(Records from a data source)
:::

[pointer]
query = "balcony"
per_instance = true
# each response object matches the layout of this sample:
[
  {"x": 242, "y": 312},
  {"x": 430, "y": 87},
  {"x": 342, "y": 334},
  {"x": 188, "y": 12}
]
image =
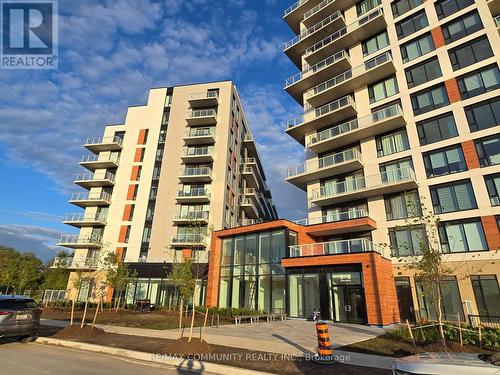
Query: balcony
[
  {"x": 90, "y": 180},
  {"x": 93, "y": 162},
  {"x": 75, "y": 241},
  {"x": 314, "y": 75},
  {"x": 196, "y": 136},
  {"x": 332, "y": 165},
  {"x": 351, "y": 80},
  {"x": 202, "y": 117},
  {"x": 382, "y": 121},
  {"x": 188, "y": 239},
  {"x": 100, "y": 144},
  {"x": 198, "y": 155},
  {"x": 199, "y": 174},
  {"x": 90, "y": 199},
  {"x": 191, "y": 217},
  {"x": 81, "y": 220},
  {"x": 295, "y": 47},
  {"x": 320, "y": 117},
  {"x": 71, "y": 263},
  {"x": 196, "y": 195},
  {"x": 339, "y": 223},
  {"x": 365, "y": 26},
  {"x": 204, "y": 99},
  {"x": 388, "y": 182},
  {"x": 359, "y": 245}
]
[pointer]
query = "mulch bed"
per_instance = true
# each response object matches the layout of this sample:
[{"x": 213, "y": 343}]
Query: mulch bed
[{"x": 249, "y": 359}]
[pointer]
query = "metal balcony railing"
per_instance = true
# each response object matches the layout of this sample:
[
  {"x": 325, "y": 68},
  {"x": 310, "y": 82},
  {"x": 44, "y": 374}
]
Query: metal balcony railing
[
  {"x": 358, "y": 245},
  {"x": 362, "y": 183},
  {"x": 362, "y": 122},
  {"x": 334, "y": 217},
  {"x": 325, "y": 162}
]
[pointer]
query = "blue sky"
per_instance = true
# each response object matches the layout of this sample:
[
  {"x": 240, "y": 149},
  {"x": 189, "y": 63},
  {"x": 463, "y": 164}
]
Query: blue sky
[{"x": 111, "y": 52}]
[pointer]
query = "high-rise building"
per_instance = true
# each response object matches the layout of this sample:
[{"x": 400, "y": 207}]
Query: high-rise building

:::

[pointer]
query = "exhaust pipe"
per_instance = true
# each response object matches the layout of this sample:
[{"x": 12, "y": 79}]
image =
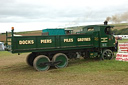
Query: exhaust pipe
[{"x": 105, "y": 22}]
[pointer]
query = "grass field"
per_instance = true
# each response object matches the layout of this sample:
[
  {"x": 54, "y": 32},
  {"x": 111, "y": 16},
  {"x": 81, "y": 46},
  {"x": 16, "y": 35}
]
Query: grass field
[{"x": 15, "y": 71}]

:::

#### Task details:
For the data above, state how many of its lines contain the word "building", giving no other text.

#### Response below:
2